Begin
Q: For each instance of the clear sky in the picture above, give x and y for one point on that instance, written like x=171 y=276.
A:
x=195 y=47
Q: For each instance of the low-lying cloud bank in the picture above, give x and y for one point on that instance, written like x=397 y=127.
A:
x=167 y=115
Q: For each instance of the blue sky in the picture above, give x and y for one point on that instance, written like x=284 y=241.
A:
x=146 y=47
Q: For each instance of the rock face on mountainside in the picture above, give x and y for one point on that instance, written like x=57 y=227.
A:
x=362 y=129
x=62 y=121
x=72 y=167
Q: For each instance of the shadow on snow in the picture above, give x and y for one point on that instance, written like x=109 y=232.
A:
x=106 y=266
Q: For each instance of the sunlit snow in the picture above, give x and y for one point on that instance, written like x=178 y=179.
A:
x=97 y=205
End
- [Short task]:
Reproduce all of the data above line for line, requests included, and shift each answer point by adding 120 to both its x and y coordinates. Leave every number in the requests, including the sample coordinates, unchanged.

- [Exercise response]:
Q: For each instance of the clear sky in the picture above, give x and y for one point on that instance, written like x=171 y=276.
A:
x=315 y=167
Q: For each instance of the low-lying cloud bank in the picture above, give x and y for one point on that instance, written like x=397 y=127.
A:
x=287 y=235
Q: For each instance of the blue sky in the picture above, give x and y for one point on that instance, written like x=284 y=241.
A:
x=266 y=167
Q: For each instance of the rock face on mountainside in the picture above, give x and y for one point on that instance, written like x=57 y=227.
A:
x=482 y=249
x=182 y=241
x=192 y=287
Q: For each instance of the shadow on snow in the picture above, give x and y for one point on that instance, written like x=109 y=232.
A:
x=226 y=386
Q: For each instance of the sunlit snow in the picture above, give x and y for one point on that instance, written like x=178 y=179.
A:
x=217 y=325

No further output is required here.